# Information provided
##############################
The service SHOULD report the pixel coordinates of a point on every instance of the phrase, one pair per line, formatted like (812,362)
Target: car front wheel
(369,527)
##############################
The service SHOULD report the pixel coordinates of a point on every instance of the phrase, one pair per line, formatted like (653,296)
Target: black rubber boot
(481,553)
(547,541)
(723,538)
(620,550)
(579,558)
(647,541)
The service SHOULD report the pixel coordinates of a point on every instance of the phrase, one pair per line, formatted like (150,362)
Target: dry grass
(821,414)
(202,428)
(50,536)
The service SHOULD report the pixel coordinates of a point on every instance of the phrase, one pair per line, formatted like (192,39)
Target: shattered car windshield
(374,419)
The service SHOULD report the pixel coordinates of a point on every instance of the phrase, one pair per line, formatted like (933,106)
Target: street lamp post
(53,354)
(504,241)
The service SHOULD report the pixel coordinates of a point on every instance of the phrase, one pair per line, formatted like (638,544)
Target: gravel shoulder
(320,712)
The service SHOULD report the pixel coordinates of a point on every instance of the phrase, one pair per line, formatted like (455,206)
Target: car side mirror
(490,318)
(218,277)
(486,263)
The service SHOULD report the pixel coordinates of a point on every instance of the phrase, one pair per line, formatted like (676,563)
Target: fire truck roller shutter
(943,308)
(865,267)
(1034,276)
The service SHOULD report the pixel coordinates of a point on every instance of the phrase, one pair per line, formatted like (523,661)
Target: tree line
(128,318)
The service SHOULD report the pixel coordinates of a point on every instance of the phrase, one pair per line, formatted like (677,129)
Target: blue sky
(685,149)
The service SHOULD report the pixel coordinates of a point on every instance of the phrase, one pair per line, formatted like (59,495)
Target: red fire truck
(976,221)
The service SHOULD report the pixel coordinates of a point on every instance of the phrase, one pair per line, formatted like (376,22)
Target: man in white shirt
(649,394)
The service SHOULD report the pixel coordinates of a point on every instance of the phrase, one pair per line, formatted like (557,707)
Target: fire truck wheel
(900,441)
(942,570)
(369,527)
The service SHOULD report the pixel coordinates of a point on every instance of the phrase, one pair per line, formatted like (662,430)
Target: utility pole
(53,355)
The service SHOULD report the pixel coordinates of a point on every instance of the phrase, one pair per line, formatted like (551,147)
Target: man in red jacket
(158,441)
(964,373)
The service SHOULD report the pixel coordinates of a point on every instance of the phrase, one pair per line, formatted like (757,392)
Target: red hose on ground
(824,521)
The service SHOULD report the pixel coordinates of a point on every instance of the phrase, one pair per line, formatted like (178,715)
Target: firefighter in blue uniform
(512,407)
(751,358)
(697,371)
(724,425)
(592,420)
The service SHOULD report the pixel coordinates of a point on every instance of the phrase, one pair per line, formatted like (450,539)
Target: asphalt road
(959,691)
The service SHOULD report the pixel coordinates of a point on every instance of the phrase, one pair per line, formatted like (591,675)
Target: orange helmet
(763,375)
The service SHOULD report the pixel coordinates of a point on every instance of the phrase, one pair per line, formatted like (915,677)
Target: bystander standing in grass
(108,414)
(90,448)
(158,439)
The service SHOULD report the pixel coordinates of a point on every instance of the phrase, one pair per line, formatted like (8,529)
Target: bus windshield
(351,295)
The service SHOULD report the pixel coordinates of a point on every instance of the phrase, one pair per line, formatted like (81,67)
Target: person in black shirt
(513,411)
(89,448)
##############################
Please select every line in the listing above that contains the word "blue" and copy each one out.

# Solution to this exercise
Target: blue sky
Target: firefighter in blue uniform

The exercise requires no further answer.